## WHAT IS EXPECTED:
Extend the article on tobacco smoking in South Africa, picking up after its last line.

## EXERCISE PASSAGE:
▬▬▬▬▬▬▬▬▬▬
Tobacco smoking among South Africans in recent years, has decreased largely due to the increase in the precaution of the dangers of smoking and enforcement of stricter legislation on the tobacco industry. In 1996, the provinces with the highest percentage and prevalence of smoking include Northern Cape (55%), Western Cape (48%) and North-West (46%). However, the number of smokers still remains stagnant. Despite the efforts to bring awareness to the risks that come with smoking, there is still a high prevalence of tobacco use in South Africa; and it is a major contributor to morbidity and mortality.

Statistics 
As more significant studies are published on smoking and second handing inhalation of smoke, the South African public has become more educated on the dangers of smoking. This has led to the overall decline in number of smokers and thus number of related deaths. Currently, approximately 50,000 South Africans die per year due to the effects smoking such as an increased risk for lung cancer and cardiovascular disease. In 2000 approximately 34,108 males and 10,306 females died due to the various consequences of smoking. According to the latest South African National Health and Nutrition Examination Survey in 2012 only about 16.4% of South Africans smoked which is a substantial drop from 32% in 1993. This decrease is attributed to legislation which led to restrictions in advertisement, and an increase tobacco prices. However, a Youth Risk Behavior Survey found that 21% of students in grades 8-11 smoke. This shows little to no change between 2002 and 2008.

Legislation

The Tobacco Products Control Act (1993)
▬▬▬▬▬▬▬▬▬▬
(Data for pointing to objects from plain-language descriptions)
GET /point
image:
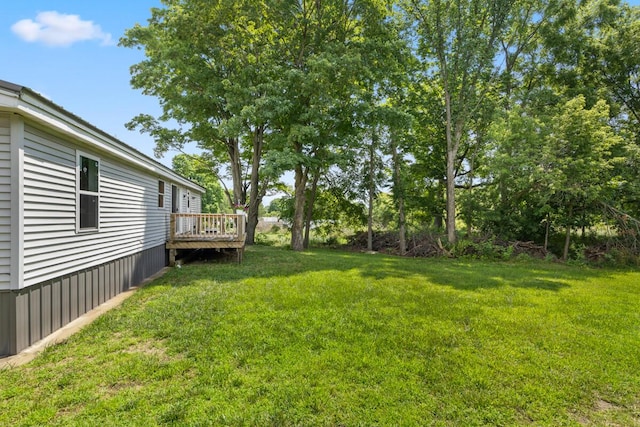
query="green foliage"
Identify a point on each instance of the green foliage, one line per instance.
(198, 169)
(334, 338)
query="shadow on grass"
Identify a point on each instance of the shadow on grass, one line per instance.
(469, 275)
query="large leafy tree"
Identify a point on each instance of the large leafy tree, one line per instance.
(459, 40)
(197, 169)
(208, 63)
(327, 60)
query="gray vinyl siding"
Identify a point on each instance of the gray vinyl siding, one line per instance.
(130, 220)
(5, 202)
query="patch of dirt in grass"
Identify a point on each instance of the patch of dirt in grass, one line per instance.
(152, 348)
(605, 412)
(603, 405)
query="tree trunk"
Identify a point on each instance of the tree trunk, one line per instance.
(547, 227)
(372, 188)
(398, 192)
(254, 198)
(297, 238)
(452, 153)
(233, 148)
(309, 209)
(567, 238)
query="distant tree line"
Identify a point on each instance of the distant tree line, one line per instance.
(518, 119)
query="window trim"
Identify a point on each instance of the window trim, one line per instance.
(79, 192)
(162, 185)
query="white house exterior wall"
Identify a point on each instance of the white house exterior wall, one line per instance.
(50, 271)
(5, 201)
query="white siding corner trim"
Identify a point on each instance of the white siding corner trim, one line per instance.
(17, 201)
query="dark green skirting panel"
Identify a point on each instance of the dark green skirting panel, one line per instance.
(30, 314)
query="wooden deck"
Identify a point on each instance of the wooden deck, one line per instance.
(202, 231)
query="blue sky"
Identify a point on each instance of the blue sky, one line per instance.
(67, 50)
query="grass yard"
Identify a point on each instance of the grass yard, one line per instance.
(334, 338)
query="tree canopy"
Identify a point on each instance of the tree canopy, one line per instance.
(516, 119)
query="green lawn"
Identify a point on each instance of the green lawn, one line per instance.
(335, 338)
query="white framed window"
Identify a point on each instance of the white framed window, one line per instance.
(88, 193)
(160, 194)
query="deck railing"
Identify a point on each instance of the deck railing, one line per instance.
(212, 227)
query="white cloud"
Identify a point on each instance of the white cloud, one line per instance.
(59, 29)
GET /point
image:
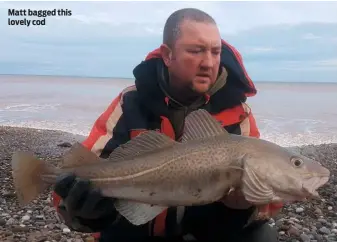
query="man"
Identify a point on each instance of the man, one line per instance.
(193, 68)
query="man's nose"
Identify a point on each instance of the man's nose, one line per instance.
(207, 61)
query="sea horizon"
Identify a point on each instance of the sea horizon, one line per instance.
(287, 113)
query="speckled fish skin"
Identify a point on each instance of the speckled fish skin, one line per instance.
(152, 172)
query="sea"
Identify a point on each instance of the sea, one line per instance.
(289, 114)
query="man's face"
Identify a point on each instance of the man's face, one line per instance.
(195, 58)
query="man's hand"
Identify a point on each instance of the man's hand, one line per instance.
(236, 200)
(83, 204)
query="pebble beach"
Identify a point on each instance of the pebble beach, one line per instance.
(313, 221)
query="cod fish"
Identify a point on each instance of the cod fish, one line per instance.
(152, 172)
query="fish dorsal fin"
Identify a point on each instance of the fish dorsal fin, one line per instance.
(79, 155)
(200, 124)
(143, 143)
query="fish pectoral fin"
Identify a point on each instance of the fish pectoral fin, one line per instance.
(200, 124)
(79, 155)
(138, 213)
(143, 143)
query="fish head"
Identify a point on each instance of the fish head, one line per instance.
(276, 174)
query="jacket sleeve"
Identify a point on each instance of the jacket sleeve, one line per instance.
(108, 132)
(249, 128)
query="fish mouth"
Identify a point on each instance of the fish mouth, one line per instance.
(311, 185)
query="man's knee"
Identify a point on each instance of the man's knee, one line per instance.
(260, 233)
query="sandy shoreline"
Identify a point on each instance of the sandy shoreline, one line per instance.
(317, 221)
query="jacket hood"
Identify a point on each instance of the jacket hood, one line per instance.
(151, 72)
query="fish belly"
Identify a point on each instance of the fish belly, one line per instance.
(187, 180)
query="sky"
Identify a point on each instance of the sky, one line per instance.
(279, 41)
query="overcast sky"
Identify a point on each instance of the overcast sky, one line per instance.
(279, 41)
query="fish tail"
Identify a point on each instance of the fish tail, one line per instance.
(27, 180)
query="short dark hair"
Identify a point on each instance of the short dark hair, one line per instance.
(172, 25)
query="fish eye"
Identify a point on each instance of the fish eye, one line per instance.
(297, 162)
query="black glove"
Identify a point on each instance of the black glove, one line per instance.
(83, 207)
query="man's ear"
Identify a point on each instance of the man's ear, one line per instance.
(166, 54)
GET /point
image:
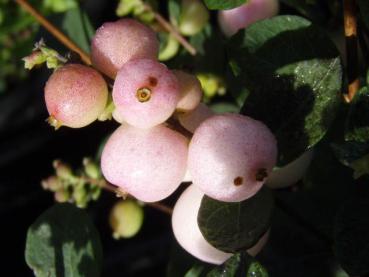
▬▬▬▬▬▬▬▬▬▬
## RESULT OF THIS TASK:
In order to combat the dangers of smoking, legislation has been increasingly put into place in order to deter the public from smoking. Beginning in 1993 with the Tobacco Products Control Act, South African began to pass legislation to in order to protect the public. It was fully implemented and enforced in 1995, meaning smoking in public places became some-what regulated. In addition, the act prohibited some aspects of advertisement, the promotion of tobacco products, and the publicity of a sponsorship is prohibited. Merchandise containing tobacco may be visible when being sold, however customers are not allowed to handle the products prior to the purchase. Labeling was limited in some aspects, however was not heavily regulated until 1999. Notably the act prohibited the sale of tobacco products to minor under the age of 16.

Tobacco Products Control Amendment Act (1999)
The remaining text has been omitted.